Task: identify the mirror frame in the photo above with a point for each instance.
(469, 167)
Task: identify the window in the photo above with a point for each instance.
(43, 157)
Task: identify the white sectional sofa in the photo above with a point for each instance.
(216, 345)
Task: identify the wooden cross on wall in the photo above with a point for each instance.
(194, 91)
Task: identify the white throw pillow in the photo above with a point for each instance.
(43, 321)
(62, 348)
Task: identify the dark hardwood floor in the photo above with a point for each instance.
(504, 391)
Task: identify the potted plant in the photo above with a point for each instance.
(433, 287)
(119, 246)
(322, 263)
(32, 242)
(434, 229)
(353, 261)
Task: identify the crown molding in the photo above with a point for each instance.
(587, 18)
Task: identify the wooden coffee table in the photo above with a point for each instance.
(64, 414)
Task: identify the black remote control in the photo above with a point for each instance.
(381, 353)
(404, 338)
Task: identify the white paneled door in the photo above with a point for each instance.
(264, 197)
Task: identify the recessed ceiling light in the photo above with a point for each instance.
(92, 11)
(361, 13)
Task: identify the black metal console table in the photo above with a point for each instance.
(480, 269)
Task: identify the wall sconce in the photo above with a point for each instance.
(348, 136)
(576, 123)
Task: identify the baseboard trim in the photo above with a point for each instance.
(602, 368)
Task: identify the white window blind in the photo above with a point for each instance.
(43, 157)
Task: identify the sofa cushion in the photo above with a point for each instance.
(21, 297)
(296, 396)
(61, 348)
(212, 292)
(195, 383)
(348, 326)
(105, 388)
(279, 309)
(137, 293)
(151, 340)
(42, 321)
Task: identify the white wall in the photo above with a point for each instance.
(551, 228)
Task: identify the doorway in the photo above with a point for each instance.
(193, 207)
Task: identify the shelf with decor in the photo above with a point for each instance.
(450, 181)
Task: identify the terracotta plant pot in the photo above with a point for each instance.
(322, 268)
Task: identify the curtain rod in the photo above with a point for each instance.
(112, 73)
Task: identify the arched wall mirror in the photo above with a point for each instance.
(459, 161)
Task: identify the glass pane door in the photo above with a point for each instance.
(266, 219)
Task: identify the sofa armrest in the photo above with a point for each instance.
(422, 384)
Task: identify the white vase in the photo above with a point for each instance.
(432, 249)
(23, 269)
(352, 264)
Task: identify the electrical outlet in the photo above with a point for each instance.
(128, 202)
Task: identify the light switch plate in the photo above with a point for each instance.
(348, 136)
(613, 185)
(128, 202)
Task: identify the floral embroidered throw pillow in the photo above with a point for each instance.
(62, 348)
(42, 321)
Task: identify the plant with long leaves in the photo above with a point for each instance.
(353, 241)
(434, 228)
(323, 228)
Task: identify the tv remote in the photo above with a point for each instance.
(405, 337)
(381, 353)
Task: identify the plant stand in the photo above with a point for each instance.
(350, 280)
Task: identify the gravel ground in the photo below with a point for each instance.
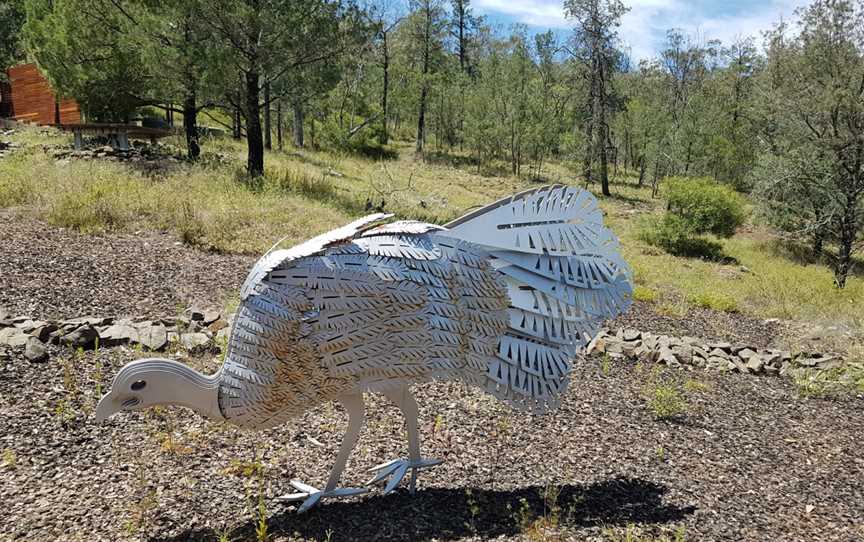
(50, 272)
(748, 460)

-=-=-

[WHAT IS ASKED]
Print each line from the one containing "Task: identify the white vase" through the last line of the listing, both included, exactly and with no pictures.

[ANSWER TO THE PROBLEM]
Task: identify the white vase in the photo above with a point for each instance.
(432, 249)
(23, 269)
(352, 264)
Task: identify the electrical outlet in the photo above with a point for each instance.
(128, 202)
Task: identify the light switch plate in the photo above with a point for each instance.
(348, 136)
(613, 185)
(128, 202)
Task: identify the floral embroidered throw pillow in the photo above with a point for each instance.
(62, 348)
(42, 321)
Task: identify the plant with long leaves in the photo above with a point for each instance.
(353, 241)
(434, 228)
(323, 228)
Task: identify the tv remote in the photo above with a point for each instance.
(405, 337)
(381, 353)
Task: identify the plant stand in the photo above with a point for each instance.
(350, 280)
Task: identify the gravel ground in the photo below with a point for each instance.
(50, 272)
(748, 460)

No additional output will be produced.